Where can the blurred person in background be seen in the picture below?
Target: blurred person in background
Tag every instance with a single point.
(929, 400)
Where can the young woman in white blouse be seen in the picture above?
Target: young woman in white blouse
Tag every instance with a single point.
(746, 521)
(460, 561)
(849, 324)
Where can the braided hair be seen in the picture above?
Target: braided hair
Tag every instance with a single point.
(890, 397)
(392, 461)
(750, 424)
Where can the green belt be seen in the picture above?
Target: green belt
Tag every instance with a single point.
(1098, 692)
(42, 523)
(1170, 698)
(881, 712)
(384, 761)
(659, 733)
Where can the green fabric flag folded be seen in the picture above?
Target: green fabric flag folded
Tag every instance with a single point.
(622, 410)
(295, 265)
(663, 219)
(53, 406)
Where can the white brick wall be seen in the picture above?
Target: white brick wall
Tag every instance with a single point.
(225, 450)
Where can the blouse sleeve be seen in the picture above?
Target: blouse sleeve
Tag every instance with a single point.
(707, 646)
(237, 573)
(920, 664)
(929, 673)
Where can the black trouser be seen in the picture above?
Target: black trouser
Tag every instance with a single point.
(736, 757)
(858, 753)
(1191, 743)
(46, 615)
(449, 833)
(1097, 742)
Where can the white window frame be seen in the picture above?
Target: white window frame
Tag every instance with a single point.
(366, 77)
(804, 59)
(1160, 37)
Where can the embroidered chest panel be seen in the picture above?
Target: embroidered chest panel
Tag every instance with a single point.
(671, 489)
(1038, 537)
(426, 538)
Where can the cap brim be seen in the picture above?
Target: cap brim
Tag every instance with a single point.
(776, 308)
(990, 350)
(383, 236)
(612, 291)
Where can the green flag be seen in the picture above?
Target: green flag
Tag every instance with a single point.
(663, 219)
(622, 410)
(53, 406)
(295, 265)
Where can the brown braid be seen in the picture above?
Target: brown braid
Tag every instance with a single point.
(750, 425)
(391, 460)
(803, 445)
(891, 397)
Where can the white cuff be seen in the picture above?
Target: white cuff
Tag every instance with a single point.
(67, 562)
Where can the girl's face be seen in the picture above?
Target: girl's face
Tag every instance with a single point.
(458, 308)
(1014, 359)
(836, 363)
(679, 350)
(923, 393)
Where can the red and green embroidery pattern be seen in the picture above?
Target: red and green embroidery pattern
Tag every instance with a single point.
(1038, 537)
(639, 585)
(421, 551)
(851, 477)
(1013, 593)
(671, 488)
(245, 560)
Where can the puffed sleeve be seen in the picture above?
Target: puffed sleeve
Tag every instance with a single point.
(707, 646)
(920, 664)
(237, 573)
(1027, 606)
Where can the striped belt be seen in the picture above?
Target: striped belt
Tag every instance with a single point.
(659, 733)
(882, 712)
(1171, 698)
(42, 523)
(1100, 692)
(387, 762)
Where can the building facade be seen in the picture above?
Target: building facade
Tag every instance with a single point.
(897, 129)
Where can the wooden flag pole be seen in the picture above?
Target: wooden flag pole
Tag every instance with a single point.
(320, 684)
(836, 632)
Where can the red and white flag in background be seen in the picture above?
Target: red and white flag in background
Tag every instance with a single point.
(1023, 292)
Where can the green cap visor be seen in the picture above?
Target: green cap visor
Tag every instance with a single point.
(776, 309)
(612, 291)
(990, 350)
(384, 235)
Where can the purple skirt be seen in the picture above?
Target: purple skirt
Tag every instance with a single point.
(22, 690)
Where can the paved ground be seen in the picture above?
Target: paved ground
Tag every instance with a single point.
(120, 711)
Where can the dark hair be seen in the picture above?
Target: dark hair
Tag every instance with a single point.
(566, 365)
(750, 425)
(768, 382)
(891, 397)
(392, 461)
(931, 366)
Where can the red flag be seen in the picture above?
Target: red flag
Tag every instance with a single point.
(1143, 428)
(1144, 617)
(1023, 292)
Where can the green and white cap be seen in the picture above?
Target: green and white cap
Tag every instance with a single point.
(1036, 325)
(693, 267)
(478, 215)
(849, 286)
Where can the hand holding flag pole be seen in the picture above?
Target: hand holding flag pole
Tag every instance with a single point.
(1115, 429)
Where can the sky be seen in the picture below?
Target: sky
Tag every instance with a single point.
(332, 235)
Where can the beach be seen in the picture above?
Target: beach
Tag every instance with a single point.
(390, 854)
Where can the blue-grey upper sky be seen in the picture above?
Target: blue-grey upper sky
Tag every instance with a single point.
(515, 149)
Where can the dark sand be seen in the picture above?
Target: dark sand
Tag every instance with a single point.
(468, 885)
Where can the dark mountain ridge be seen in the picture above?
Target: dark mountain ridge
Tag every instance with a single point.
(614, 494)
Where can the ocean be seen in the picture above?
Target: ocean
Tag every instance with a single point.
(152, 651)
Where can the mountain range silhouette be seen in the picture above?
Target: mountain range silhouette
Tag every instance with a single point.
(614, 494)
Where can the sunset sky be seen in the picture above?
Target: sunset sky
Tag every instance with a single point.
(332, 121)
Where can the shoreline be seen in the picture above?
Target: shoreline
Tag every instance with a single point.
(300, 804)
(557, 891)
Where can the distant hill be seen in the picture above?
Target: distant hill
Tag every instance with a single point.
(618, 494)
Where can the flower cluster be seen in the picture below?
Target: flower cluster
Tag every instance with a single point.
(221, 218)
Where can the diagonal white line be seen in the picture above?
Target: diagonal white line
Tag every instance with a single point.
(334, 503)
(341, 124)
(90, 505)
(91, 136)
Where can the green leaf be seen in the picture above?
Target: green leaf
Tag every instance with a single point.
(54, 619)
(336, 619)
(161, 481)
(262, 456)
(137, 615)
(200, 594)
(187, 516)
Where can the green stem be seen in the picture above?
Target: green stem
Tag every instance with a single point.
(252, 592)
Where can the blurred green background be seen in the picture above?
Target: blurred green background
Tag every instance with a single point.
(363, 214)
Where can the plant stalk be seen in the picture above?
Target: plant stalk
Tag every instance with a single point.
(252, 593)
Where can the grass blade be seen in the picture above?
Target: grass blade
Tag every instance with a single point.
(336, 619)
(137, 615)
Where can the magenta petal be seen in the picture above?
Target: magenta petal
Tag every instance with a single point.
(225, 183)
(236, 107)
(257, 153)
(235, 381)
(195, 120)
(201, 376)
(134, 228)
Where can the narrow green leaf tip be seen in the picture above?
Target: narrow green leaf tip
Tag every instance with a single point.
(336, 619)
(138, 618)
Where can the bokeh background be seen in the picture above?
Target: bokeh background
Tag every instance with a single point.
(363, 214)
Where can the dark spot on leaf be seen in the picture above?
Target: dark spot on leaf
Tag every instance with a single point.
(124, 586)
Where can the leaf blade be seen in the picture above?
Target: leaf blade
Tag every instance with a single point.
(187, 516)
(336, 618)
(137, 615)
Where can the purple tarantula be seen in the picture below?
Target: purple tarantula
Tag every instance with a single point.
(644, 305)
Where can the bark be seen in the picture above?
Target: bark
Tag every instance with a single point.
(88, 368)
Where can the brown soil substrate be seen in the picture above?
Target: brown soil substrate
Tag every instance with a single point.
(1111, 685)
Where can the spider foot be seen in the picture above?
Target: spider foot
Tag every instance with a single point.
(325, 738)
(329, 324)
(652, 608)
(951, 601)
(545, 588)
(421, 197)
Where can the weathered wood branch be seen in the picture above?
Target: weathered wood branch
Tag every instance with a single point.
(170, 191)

# # # #

Aim: Output the data above exactly, please, line for line.

Answer to the task:
Where can the blurred person in background be seen in the picture below?
Target: blurred person in background
Tag every instance with a single point.
(929, 400)
Where can the young woman in white blouse be seen in the picture above?
Target: young woman in white blouse
Tag every instance with a single point.
(746, 521)
(460, 561)
(849, 324)
Where can the braided hair be seen in the picture above?
Target: braided hair
Tag every instance with a single point.
(890, 397)
(392, 461)
(750, 424)
Where can the green belt be seen in the picture above?
Target: green belt
Tag every instance with a single point.
(1098, 692)
(42, 523)
(1170, 698)
(881, 712)
(384, 761)
(659, 733)
Where can the green fabric flag folded be seen in the picture above?
Target: green fabric flag folded
Tag every instance with a single point.
(622, 410)
(295, 265)
(663, 219)
(53, 406)
Where can the white brick wall be seen in the picture above?
Target: white brick wall
Tag every instance with a single point.
(225, 450)
Where can the blouse sleeve be seen in the picture above?
Target: blouse sleeve
Tag every instance with a single point.
(707, 646)
(237, 573)
(920, 664)
(929, 673)
Where can the black trouser be seen in the picture above?
Target: black trouser
Tag every instance with a single point.
(736, 757)
(858, 753)
(1191, 743)
(46, 615)
(449, 833)
(1097, 742)
Where can the white window frame be seen in the picture above?
Target: white window frame
Tag every instance with a single point.
(366, 77)
(804, 59)
(1160, 37)
Where can the embroidered chest panel be seen in the picture above?
Target: embroidered chest panel
Tag every instance with a single point.
(671, 489)
(1038, 537)
(426, 538)
Where can the cap brim be seen in the picture above?
Target: cap brim
Tag every instance with a single point.
(776, 308)
(990, 350)
(383, 236)
(612, 291)
Where can the green flag be seen in the picture above?
Target: green flag
Tag every instance with a single point.
(663, 219)
(622, 410)
(53, 406)
(295, 265)
Where can the brown braid be seen in the picture above?
Target: brown braid
Tag every instance with a single point.
(750, 425)
(391, 460)
(803, 445)
(891, 397)
Where can the white cuff be seen in the picture above?
Target: white cuff
Tag every instance with a single point.
(67, 562)
Where can the girl's face be seen in the picture above?
Target: girl's face
Tag every instance with a single point.
(458, 308)
(1014, 359)
(836, 363)
(679, 350)
(923, 393)
Where can the red and green embroidery pattern be seen in the picture above?
Target: red and green embroidery pattern
Tag every instance with a single point.
(1038, 537)
(639, 585)
(421, 551)
(851, 477)
(1013, 593)
(671, 488)
(245, 560)
Where can the puffed sleeve be seen in the picture above?
Target: puffed sleeve
Tag every instance with a single point.
(707, 646)
(920, 664)
(237, 573)
(1027, 606)
Where can the striped belt be seen in the picture above?
Target: striped belt
Tag every instance with a single point.
(659, 733)
(882, 712)
(1171, 698)
(42, 523)
(1100, 692)
(387, 762)
Where can the building facade be seen in the picture above?
Target: building facade
Tag every instance with a single point.
(897, 129)
Where can the wooden flag pole be seen in the picture above?
Target: wooden flag pole
Tag every instance with a single point.
(320, 684)
(836, 632)
Where can the red and white flag in background be seen in the picture above?
Target: red and white flag in background
Tag every instance with a single point.
(1023, 292)
Where can the green cap visor be seen in the picture above?
Target: green cap visor
Tag every instance with a single point.
(776, 309)
(612, 291)
(990, 350)
(384, 235)
Where can the purple skirt be seen in the picture above?
Target: purple skirt
Tag every instance with a single point.
(22, 690)
Where can the paved ground be seen in the picture above?
Target: paved ground
Tag every instance with a single point.
(120, 711)
Where can the dark hair be seen in the picture above?
Target: dark hair
Tag every instance with a single point.
(566, 365)
(750, 425)
(768, 382)
(891, 397)
(392, 461)
(931, 366)
Where can the red flag be seen in the picture above?
Target: red flag
Tag every instance with a single point.
(1143, 428)
(1144, 617)
(1023, 292)
Where can the green and white cap be seen in the picture above?
Target: green and white cap
Tag every instance with a single point.
(1036, 325)
(693, 267)
(478, 215)
(849, 286)
Where can the hand holding flag pole be seen in the picture above?
Target: hand holding flag pole
Tag every instance with a single point.
(1115, 429)
Where can the sky be seen in the picture below?
Target: sky
Tag every instance with a single point.
(332, 235)
Where can the beach be seen in the picture above?
Target: beach
Tag every instance with a single point.
(390, 854)
Where can the blue-grey upper sky be seen in the picture above?
Target: blue-grey upper sky
Tag every instance with a single point.
(515, 149)
Where can the dark sand be seen in the picture above?
Target: dark sand
Tag every instance with a single point.
(468, 885)
Where can the dark mountain ridge be seen in the picture above?
Target: dark mountain ridge
Tag every instance with a single point.
(614, 494)
Where can the ocean be seen in the picture above?
Target: ocean
Tag every instance with a single point.
(152, 651)
Where can the mountain range silhouette be seen in the picture above?
Target: mountain range silhouette
Tag every instance with a single point.
(614, 494)
Where can the sunset sky be seen in the picture above?
Target: sunset sky
Tag every instance with a single point.
(332, 121)
Where can the shoreline be seen in the picture above?
Target: shoreline
Tag every instance with a single point.
(300, 804)
(557, 891)
Where can the distant hill be seen in the picture above?
Target: distant hill
Tag every instance with a single point.
(618, 494)
Where can the flower cluster be seen in the picture below?
Target: flower cluster
Tag every instance with a single point.
(221, 218)
Where can the diagonal white line be seen in the picture above?
Target: diagonal white line
Tag every instance with a single point.
(334, 503)
(341, 124)
(90, 505)
(91, 136)
Where can the green leaf be seen in the picture above?
Target: green leaf
Tag every instance with a single point.
(54, 619)
(336, 619)
(161, 481)
(262, 456)
(137, 615)
(200, 594)
(187, 516)
Where can the green stem be seen in the picture above?
Target: green stem
Tag every instance with a single point.
(252, 592)
Where can the blurred green background be seen in the picture above?
Target: blurred green background
Tag every instance with a single point.
(363, 214)
Where can the plant stalk be seen in the picture above?
Target: plant stalk
Tag every instance with a single point.
(252, 593)
Where can the grass blade be seen in the picture above?
Target: grass blade
Tag every instance with a single point.
(336, 619)
(137, 615)
Where can the magenta petal be seen in the picture above?
Target: magenta petal
Tag every instance with a single point.
(225, 183)
(236, 107)
(257, 153)
(235, 381)
(195, 120)
(201, 376)
(134, 228)
Where can the narrow green leaf tip be seen in the picture above?
Target: narrow green leaf tip
Tag every instance with a single point.
(336, 619)
(138, 618)
Where can the bokeh background be seen in the picture above?
Target: bokeh background
Tag every instance with a single point.
(363, 214)
Where can the dark spot on leaf be seen in the picture above?
Target: dark spot on leaf
Tag every instance with a single point.
(124, 586)
Where can the leaf blade be seen in the picture above?
Target: leaf blade
Tag every instance with a single point.
(187, 516)
(336, 618)
(137, 615)
Where can the purple tarantula be seen in the picture below?
Target: purple tarantula
Tag every instance with a single point.
(644, 305)
Where can the bark be seen in the picture above?
Target: bark
Tag every instance with a single point.
(88, 368)
Where can the brown soil substrate be seen in the picture above?
Target: brown soil substrate
Tag every instance with a single point.
(1111, 685)
Where can the spider foot be seen in the picture above?
Target: spider foot
Tag every instance with a single point.
(325, 738)
(329, 324)
(652, 608)
(951, 601)
(545, 588)
(421, 197)
Where can the weathered wood branch be seen in the picture above?
Target: weathered wood branch
Tag every instance with a single point.
(170, 191)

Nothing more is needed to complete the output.